Set problem: Reproduce the data from the line with "Objective — for every instance of the sand ripple, place" up to and including the line with "Target: sand ripple", changing "sand ripple" to "dune ridge" and leaving all else unchanged.

>> Begin Stored records

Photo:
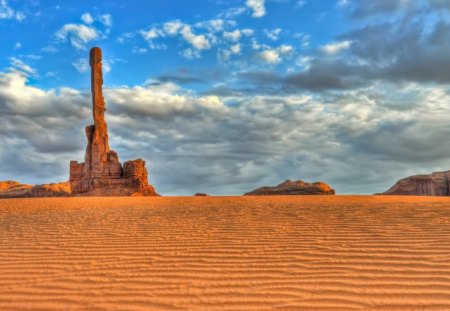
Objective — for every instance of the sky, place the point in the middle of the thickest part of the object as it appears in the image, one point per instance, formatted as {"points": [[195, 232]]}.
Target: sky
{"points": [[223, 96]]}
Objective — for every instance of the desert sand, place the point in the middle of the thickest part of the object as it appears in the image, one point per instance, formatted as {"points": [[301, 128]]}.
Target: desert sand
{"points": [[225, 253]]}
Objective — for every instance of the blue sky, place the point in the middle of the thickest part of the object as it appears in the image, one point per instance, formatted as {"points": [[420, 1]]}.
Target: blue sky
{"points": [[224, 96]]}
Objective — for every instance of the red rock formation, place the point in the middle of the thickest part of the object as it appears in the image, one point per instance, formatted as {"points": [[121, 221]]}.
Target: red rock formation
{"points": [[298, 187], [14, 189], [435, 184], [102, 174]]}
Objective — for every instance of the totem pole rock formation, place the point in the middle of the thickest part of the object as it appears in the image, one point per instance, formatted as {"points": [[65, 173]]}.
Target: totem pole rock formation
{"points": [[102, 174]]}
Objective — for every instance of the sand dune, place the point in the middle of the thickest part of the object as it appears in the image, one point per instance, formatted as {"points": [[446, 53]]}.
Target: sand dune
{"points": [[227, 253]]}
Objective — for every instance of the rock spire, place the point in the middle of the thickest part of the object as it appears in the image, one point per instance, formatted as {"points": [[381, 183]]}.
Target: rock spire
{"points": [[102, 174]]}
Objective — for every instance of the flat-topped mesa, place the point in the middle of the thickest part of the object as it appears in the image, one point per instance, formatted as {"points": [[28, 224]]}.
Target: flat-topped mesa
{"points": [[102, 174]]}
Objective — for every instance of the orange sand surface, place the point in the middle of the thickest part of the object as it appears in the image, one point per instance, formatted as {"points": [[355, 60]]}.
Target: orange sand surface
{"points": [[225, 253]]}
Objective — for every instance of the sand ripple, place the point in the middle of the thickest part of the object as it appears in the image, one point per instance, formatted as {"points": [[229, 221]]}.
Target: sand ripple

>> End Stored records
>> Begin Stored records

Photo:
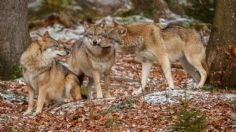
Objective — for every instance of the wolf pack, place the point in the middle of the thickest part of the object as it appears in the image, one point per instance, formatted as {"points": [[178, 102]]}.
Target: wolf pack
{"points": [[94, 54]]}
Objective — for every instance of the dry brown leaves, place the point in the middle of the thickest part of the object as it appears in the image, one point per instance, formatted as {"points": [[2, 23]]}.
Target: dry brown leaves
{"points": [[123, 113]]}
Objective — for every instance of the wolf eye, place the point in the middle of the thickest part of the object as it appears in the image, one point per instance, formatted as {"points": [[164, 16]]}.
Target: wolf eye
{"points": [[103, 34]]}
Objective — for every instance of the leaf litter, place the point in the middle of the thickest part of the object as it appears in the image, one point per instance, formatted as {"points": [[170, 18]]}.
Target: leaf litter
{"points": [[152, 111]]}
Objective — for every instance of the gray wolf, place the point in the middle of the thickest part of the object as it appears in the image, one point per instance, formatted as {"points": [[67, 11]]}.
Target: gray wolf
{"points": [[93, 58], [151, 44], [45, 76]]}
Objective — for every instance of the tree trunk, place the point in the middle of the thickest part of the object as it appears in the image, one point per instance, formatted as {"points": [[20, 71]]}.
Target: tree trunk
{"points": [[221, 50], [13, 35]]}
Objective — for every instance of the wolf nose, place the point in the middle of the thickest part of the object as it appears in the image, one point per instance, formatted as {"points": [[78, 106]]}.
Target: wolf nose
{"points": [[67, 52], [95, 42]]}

>> End Stored records

Solution below:
Objective — for every instance of the dune ridge, place the point in the middle of the thickest part of the object as it appears in the image, one point per instance, formatted as {"points": [[229, 221]]}.
Target: dune ridge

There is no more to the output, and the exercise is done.